-- Textauszug --
________________
In der Form des von dem Institut entwickelten VRC01-Präparats mit monoklonalen Antikörpern, welche das Andocken der Immunschwächeviren am GP120-Rezeptor ihrer Zielzellen (CD4-positivie Zellen) verhindern, gibt es mittlerweile bereits Mittel, das auf seine Wirksamkeit überprüft werden soll. Und das tut man am besten in Regionen, in denen es möglichst viele Betroffene gibt.

Laut Meredith Wadman von der US-Wissenschaftszeitschrift "Science" ist man mit der Planung für eine Wirksamkeitsstudie an rund 3.000 Neugeborenen in Afrika schon recht weit. Es soll um die Verhinderung von HIV-Infektionen bei Neugeborenen durch da Stillen gehen. Immerhin werden dadurch 40 bis 50 Prozent der derzeit jährlich rund 300.000 HIV-Infektionen bei Babys im südlichen Afrika hervorgerufen. Zwar hat man mit der herkömmlichen antiretroviralen Therapie mit möglichst großer Unterdrückung der HI-Viren im Blut von Schwangeren und jungen Müttern große Erfolge bei der Verhinderung der Übertragung der Erreger auf die Kinder erreicht, doch bei zwei bis fünf Prozent der Babys kommt es dennoch zu einer Ansteckung.
 
Pro & Contra
Deshalb soll VRC01 zusätzlich zu der antiretroviralen Behandlung der Mütter eingesetzt werden. Kritiker sind alarmiert. Arthur Ammann, Präsident von "Global Strategies for HIV Prevention" in Albany im US-Staat Kalifornien: "Da würde man etwas an Babys testen, was ihnen oder anderen Menschen in armen Ländern nie zugute kommen wird." Immerhin kosten derzeit Therapien mit monoklonalen Antikörpern bei Krebs, chronischer Polyarthritis (Gelenksrheuma) und anderen Erkrankungen pro Jahr tausende Euro.
________________
-- Die Daten --

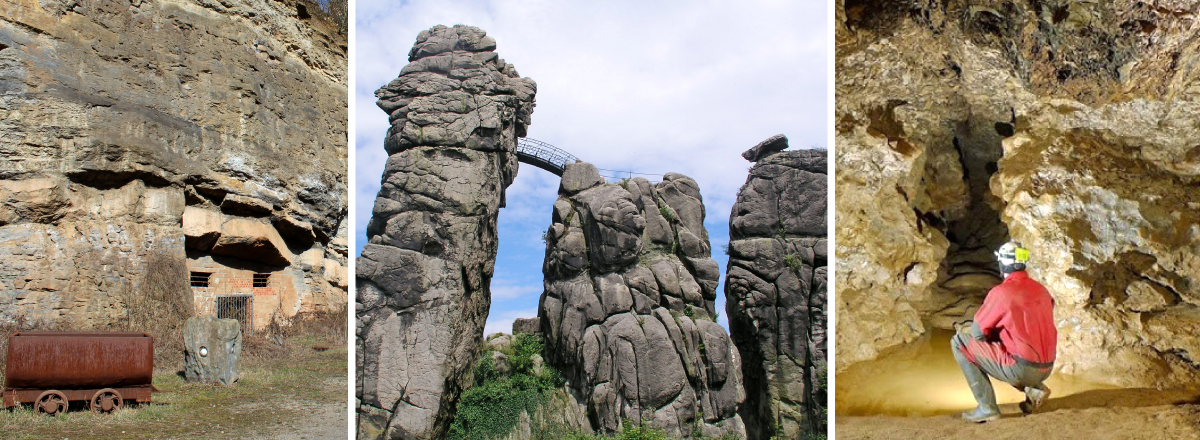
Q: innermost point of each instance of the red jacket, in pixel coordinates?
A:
(1021, 311)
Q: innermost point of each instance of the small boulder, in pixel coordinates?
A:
(579, 176)
(211, 348)
(772, 145)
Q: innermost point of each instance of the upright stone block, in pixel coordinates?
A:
(211, 348)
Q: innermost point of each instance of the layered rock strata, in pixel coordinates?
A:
(456, 112)
(775, 289)
(628, 308)
(1080, 118)
(121, 121)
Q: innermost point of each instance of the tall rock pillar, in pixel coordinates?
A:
(628, 312)
(775, 289)
(456, 112)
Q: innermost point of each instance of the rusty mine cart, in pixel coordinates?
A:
(49, 369)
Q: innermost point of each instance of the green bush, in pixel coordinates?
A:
(492, 408)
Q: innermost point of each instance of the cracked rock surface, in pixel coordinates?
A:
(121, 122)
(775, 289)
(628, 308)
(456, 112)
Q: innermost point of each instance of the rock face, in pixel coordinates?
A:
(628, 308)
(1067, 127)
(775, 290)
(174, 127)
(423, 282)
(211, 348)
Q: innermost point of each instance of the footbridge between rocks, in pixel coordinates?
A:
(543, 155)
(555, 160)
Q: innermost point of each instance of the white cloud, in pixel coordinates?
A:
(511, 291)
(502, 321)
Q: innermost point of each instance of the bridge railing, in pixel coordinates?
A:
(555, 160)
(549, 154)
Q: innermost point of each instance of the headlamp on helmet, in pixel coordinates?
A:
(1012, 257)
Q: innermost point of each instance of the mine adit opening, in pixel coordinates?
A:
(976, 230)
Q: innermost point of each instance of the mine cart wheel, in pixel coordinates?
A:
(106, 402)
(51, 403)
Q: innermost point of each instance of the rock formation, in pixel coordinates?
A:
(628, 308)
(174, 128)
(424, 277)
(1068, 126)
(211, 348)
(775, 289)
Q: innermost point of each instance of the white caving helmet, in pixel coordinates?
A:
(1012, 257)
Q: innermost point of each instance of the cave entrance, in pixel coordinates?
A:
(970, 267)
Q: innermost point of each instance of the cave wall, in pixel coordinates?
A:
(628, 309)
(121, 116)
(423, 279)
(1090, 104)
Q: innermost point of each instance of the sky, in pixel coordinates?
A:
(652, 88)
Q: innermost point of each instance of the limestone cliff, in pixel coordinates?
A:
(423, 288)
(775, 289)
(171, 128)
(1065, 125)
(628, 308)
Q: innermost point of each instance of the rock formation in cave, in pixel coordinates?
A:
(162, 131)
(775, 288)
(424, 277)
(628, 308)
(1065, 125)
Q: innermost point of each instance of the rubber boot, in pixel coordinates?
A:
(981, 387)
(1035, 396)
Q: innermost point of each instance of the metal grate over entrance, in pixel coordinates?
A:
(240, 307)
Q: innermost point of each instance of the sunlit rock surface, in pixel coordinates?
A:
(628, 309)
(1066, 126)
________________
-- Aufgabe --
Kopiere einen Abschnitt aus dem Textauszug über die Erprobung von VRC01 wortgetreu. Setze bei den Worten mit „In der Form“ ein und höre nach „viele Betroffene gibt.“ auf. Die Auflistung wird zur Bearbeitung nicht gebraucht.

-- Lösung --
In der Form des von dem Institut entwickelten VRC01-Präparats mit monoklonalen Antikörpern, welche das Andocken der Immunschwächeviren am GP120-Rezeptor ihrer Zielzellen (CD4-positivie Zellen) verhindern, gibt es mittlerweile bereits Mittel, das auf seine Wirksamkeit überprüft werden soll. Und das tut man am besten in Regionen, in denen es möglichst viele Betroffene gibt.